» **Trecho**
Ao iniciar o inventário tradicional, Maria, nomeada inventariante, incluiu os bens físicos conhecidos. Mas e os digitais? Ela tentou o caminho mais direto: contatar as plataformas. A empresa da nuvem (vamos chamá-la de “Nuvem Y”) e a exchange de criptomoedas (“Exchange X”) foram polidas, mas firmes: por questões de privacidade e segurança, sem uma ordem judicial específica ou um “contato de legado” pré-definido por João, elas não poderiam simplesmente dar a ela as senhas ou transferir os bens. O tabelião do inventário extrajudicial, por sua vez, explicou que, embora pudesse registrar o que ela declarasse, ele não tinha o poder de “forçar” as plataformas a entregar nada.
Foi aí que Maria procurou a Dra. Sofia, uma advogada experiente. Dra. Sofia explicou que, sem a colaboração voluntária das empresas, a via judicial seria o caminho necessário. “É o juiz, e não o tabelião, que tem o poder coercitivo para emitir ordens que as plataformas, em tese, terão que cumprir”, esclareceu.
O primeiro passo no processo judicial foi informar a Juíza Helena, responsável pelo inventário, sobre a existência desses bens digitais desconhecidos ou inacessíveis. Maria, orientada por Dra. Sofia, precisou requerer judicialmente que a juíza ordenasse as diligências para obter acesso a esses bens.

» **Atividades**
1: Segundo o trecho, quem é a juíza responsável pelo inventário?
2: Troque "diligências" por "providências" no trecho entre "O primeiro passo" e "a esses bens.", inclusive, e reescreva essa parte.
O material abaixo não tem relação com o trecho.

Trechos de conjunto de dados de apontamento

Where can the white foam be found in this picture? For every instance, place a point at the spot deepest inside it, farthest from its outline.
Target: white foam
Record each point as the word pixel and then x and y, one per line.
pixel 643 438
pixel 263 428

» **Respostas**
1: A Juíza Helena.

2:
O primeiro passo no processo judicial foi informar a Juíza Helena, responsável pelo inventário, sobre a existência desses bens digitais desconhecidos ou inacessíveis. Maria, orientada por Dra. Sofia, precisou requerer judicialmente que a juíza ordenasse as providências para obter acesso a esses bens.